What you will do => What you return must be the full data, repeated verbatim, with no pictures in it.

[Stored data]

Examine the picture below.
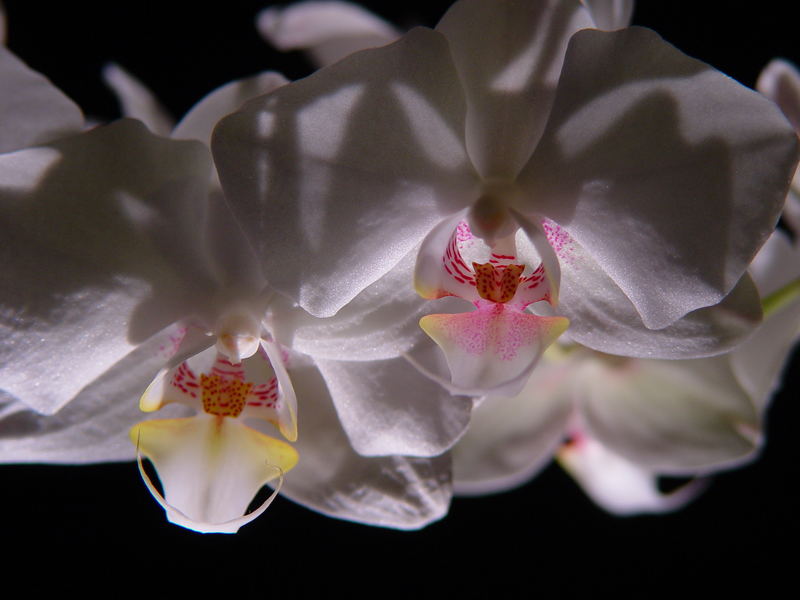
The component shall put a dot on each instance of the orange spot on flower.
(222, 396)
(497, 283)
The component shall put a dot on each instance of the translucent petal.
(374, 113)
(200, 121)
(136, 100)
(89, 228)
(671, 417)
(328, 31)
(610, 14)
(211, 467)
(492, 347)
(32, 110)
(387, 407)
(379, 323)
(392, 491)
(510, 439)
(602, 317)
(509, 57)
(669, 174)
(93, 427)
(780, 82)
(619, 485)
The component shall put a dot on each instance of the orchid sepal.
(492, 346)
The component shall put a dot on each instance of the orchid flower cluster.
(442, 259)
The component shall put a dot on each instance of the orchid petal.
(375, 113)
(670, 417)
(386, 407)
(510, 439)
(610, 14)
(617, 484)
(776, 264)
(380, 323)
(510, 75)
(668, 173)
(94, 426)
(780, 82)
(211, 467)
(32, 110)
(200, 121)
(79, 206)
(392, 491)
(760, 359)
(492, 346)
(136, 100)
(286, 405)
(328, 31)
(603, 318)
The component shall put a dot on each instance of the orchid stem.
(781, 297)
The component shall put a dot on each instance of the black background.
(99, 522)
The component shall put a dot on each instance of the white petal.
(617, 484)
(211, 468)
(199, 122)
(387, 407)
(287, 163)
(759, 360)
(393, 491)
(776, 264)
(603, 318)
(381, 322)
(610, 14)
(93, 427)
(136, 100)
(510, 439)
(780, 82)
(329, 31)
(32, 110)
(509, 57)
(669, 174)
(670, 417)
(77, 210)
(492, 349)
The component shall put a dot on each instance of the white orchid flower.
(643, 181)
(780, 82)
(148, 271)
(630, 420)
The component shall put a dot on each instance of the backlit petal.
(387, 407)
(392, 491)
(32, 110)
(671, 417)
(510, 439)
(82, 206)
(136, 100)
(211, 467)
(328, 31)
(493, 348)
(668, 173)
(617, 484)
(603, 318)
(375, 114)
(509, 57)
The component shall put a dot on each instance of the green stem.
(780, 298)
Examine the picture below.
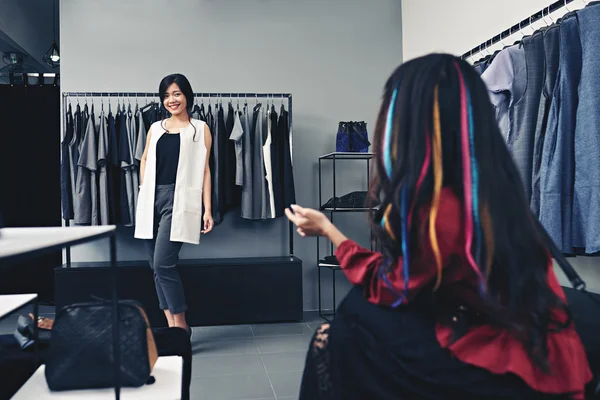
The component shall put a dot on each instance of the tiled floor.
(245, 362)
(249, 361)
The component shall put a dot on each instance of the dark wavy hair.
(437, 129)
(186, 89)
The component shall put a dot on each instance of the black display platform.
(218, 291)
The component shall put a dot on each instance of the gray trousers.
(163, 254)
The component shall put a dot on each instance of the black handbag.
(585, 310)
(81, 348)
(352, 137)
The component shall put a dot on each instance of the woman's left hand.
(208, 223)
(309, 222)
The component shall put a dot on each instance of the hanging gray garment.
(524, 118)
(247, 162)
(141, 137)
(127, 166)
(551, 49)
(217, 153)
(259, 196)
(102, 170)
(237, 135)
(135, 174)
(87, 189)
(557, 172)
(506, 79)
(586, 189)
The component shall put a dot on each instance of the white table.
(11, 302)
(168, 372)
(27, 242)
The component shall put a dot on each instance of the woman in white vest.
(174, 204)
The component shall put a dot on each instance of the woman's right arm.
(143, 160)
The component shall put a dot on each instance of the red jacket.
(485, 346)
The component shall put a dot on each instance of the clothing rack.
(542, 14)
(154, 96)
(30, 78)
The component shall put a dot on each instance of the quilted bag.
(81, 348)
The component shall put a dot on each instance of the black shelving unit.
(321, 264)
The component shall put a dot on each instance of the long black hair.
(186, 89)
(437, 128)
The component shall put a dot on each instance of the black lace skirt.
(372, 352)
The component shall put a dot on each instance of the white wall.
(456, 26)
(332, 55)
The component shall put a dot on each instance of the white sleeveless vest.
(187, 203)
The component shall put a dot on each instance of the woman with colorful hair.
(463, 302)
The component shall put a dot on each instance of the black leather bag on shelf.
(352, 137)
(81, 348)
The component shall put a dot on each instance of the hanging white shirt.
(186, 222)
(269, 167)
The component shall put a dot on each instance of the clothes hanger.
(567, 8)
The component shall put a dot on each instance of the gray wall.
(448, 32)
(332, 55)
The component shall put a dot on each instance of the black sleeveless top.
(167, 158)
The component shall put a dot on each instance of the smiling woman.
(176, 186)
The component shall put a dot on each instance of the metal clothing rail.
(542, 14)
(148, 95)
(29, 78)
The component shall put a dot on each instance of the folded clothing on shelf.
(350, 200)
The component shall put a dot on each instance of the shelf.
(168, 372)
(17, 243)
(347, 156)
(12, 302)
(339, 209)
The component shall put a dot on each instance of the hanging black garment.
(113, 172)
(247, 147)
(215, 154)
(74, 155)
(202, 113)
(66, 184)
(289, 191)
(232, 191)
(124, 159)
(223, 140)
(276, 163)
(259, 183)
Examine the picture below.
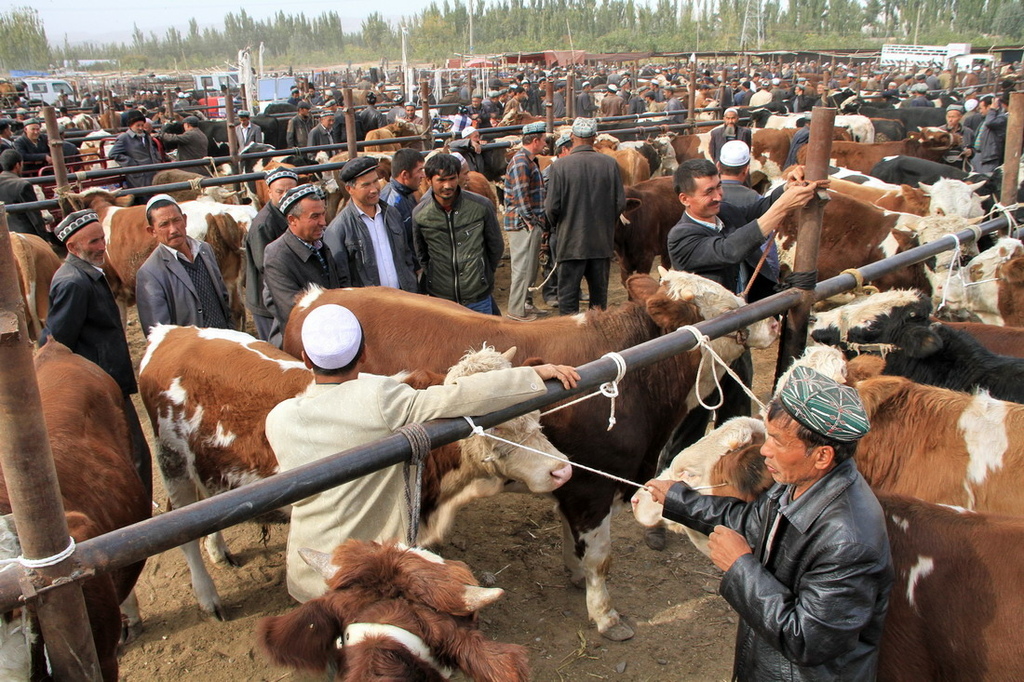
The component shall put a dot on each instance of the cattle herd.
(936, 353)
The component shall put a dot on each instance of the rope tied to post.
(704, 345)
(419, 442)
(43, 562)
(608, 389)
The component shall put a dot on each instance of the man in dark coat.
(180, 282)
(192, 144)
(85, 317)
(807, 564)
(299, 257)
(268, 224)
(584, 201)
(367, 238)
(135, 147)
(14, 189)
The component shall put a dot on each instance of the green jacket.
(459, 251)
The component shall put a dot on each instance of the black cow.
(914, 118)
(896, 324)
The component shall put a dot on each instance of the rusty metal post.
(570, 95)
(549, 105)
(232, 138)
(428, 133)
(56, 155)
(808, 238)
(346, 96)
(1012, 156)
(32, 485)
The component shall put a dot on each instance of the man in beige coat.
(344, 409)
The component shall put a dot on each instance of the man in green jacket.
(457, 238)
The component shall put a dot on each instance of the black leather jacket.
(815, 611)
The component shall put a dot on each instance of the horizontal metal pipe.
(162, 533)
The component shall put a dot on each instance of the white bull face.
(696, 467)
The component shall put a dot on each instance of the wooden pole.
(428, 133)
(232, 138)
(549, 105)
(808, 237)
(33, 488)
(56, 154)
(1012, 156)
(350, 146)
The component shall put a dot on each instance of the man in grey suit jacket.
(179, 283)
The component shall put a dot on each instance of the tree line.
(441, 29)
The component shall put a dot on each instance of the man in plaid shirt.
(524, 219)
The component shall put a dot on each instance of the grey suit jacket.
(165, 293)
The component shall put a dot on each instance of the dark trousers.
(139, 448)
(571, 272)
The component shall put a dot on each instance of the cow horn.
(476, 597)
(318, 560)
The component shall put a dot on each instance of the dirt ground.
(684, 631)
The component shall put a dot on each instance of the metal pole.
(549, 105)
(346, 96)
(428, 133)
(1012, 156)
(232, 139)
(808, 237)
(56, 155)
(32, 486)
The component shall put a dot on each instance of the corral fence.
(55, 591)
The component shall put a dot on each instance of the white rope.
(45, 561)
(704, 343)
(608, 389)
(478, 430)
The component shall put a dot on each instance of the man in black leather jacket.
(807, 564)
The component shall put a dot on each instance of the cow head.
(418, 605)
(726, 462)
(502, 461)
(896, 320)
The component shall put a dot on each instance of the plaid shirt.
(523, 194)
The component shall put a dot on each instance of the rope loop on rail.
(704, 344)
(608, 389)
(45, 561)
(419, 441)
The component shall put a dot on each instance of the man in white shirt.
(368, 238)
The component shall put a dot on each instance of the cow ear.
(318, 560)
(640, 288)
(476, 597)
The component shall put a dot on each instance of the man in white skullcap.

[/Stored data]

Answer to the problem =>
Examine the picture below.
The component shall put a dot on each instance of the orange spot on flower.
(222, 396)
(497, 283)
The component shall put a dot on each instance of the translucent petal.
(374, 113)
(200, 121)
(136, 100)
(89, 228)
(671, 417)
(328, 31)
(610, 14)
(211, 467)
(492, 347)
(32, 110)
(387, 407)
(379, 323)
(392, 491)
(510, 439)
(602, 317)
(509, 57)
(669, 174)
(93, 427)
(780, 82)
(619, 485)
The component shall put a dot on each instance of the orchid sepal.
(492, 346)
The component shall put a dot on each instance of the orchid flower cluster.
(442, 259)
The component shall put a dot on each instance of the orchid petal.
(375, 113)
(670, 417)
(386, 407)
(510, 439)
(610, 14)
(617, 484)
(776, 264)
(380, 323)
(510, 75)
(668, 173)
(94, 426)
(780, 82)
(211, 467)
(32, 110)
(200, 121)
(79, 206)
(392, 491)
(760, 359)
(492, 346)
(136, 100)
(286, 405)
(328, 31)
(603, 318)
The component shall put a dot on each instance of the orchid stem.
(781, 297)
The component shall put a dot on each instance of the black background.
(99, 522)
The component shall put a dot on each instance of the white petal.
(617, 484)
(211, 468)
(199, 122)
(387, 407)
(287, 163)
(759, 360)
(393, 491)
(776, 264)
(603, 318)
(381, 322)
(610, 14)
(93, 427)
(136, 100)
(510, 439)
(780, 82)
(329, 31)
(32, 110)
(509, 57)
(669, 174)
(670, 417)
(77, 210)
(492, 349)
The component shall put a dot on each instance of the white orchid flower.
(643, 181)
(780, 82)
(148, 271)
(630, 420)
The component shall put a dot on each instance of the backlit petal.
(387, 407)
(392, 491)
(32, 110)
(671, 417)
(510, 439)
(82, 206)
(136, 100)
(211, 467)
(328, 31)
(493, 348)
(668, 173)
(617, 484)
(603, 318)
(375, 114)
(509, 57)
The component shall put a dot on each instance of the green stem.
(780, 298)
Examine the picture below.
The component shall put a dot on each instance of the tiled floor.
(245, 362)
(249, 361)
The component shall put a dot on each instance of the dark wavy hair.
(437, 129)
(186, 89)
The component shall put a dot on each instance of the black display platform.
(218, 291)
The component shall put a dot on each instance of the gray trousers.
(163, 254)
The component shall put a dot on each instance of the black handbag.
(585, 310)
(81, 348)
(352, 137)
The component shall put a dot on each instance of the woman's left hand.
(208, 223)
(309, 222)
The component shall put a dot on each instance of the hanging gray garment.
(524, 118)
(247, 162)
(141, 137)
(127, 166)
(551, 49)
(217, 153)
(259, 196)
(102, 170)
(237, 135)
(135, 174)
(87, 189)
(557, 172)
(506, 79)
(586, 189)
The component shall put a dot on each instance of the white table.
(11, 302)
(168, 372)
(27, 242)
The component shall put a dot on each instance of the woman in white vest.
(174, 204)
The component shall put a dot on each instance of the woman's right arm.
(143, 160)
The component shall put a dot on each instance of the red jacket.
(485, 346)
The component shall put a dot on each instance of the clothing rack.
(542, 14)
(154, 96)
(30, 78)
The component shall put a dot on each instance of the quilted bag.
(81, 348)
The component shall put a dot on each instance of the black shelving unit.
(321, 264)
The component shall put a dot on each instance of the long black hair.
(186, 89)
(437, 128)
The component shall put a dot on each instance of the black lace skirt.
(372, 352)
The component shall put a dot on each instance of the white wall.
(456, 26)
(332, 55)
The component shall put a dot on each instance of the white sleeveless vest.
(187, 203)
The component shall put a dot on each instance of the woman with colorful hair.
(463, 302)
The component shall put a dot on each instance of the black leather bag on shelf.
(352, 137)
(81, 348)
The component shall put a dot on each instance of the hanging white shirt.
(186, 222)
(269, 167)
The component shall put a dot on each instance of the clothes hanger.
(567, 8)
The component shall put a dot on each instance of the gray wall.
(448, 32)
(332, 55)
The component shall put a dot on each instance of the black sleeveless top.
(167, 158)
The component shall put a dot on each instance of the smiling woman.
(176, 186)
The component shall put a dot on each instance of the metal clothing rail.
(542, 14)
(148, 95)
(29, 78)
The component shall put a dot on each instance of the folded clothing on shelf.
(350, 200)
The component shall put a dot on each instance of the shelf.
(168, 372)
(17, 243)
(347, 156)
(12, 302)
(339, 209)
The component shall put a dot on each instance of the hanging black garment.
(113, 172)
(247, 147)
(215, 154)
(74, 155)
(202, 113)
(66, 184)
(289, 191)
(232, 191)
(124, 159)
(223, 140)
(276, 163)
(259, 183)
Examine the picture below.
The component shall put a dot on each instance of the cattle herd.
(936, 353)
The component shall put a dot on each instance of the rope tied to post.
(704, 345)
(419, 442)
(43, 562)
(608, 389)
The component shall put a dot on each instance of the man in dark coat.
(180, 282)
(192, 144)
(85, 317)
(807, 564)
(299, 257)
(268, 224)
(584, 201)
(367, 238)
(135, 147)
(14, 189)
The component shall put a dot on each instance of the green jacket.
(459, 251)
The component shall put a dot on each instance of the black cow.
(914, 118)
(896, 324)
The component shall put a dot on each instance of the rusty metal post.
(570, 95)
(549, 105)
(232, 138)
(428, 133)
(56, 155)
(808, 238)
(346, 96)
(1012, 156)
(32, 485)
The component shall put a dot on each instance of the man in beige coat.
(344, 409)
The component shall put a dot on each instance of the man in green jacket.
(457, 238)
The component shall put a dot on each instance of the black leather jacket.
(815, 611)
The component shall put a dot on each instance of the horizontal metal pipe.
(162, 533)
The component shall put a dot on each instance of the white bull face.
(696, 467)
The component shall put a dot on each instance of the wooden pole.
(428, 133)
(232, 138)
(549, 105)
(808, 237)
(33, 488)
(56, 154)
(1012, 156)
(350, 146)
The component shall put a dot on each instance of the man in grey suit jacket.
(179, 283)
The component shall put a dot on each instance of the tree line.
(441, 29)
The component shall put a dot on each instance of the man in plaid shirt.
(524, 219)
The component shall put a dot on each instance of the grey suit jacket.
(165, 293)
The component shall put a dot on each instance of the dark trousers.
(139, 448)
(571, 272)
The component shall put a dot on each instance of the cow horn.
(476, 597)
(318, 560)
The component shall put a dot on each instance of the dirt ground.
(684, 631)
The component shall put a dot on each instance of the metal pole.
(549, 105)
(346, 96)
(428, 133)
(1012, 156)
(232, 139)
(808, 237)
(56, 155)
(32, 486)
The component shall put a dot on each instance of the corral fence.
(55, 591)
The component shall put a dot on each instance of the white rope.
(45, 561)
(704, 343)
(608, 389)
(478, 430)
The component shall put a dot on each instance of the man in black leather jacket.
(807, 564)
The component shall put a dot on each instance of the cow head.
(418, 605)
(726, 462)
(502, 461)
(896, 320)
The component shall put a dot on each instance of the plaid shirt.
(523, 194)
The component shall put a dot on each instance of the rope loop on rail.
(704, 344)
(608, 389)
(45, 561)
(419, 441)
The component shall put a dot on each instance of the man in white shirt.
(368, 238)
The component shall put a dot on each instance of the cow ear.
(318, 560)
(640, 288)
(476, 597)
The component shall put a dot on each instance of the man in white skullcap.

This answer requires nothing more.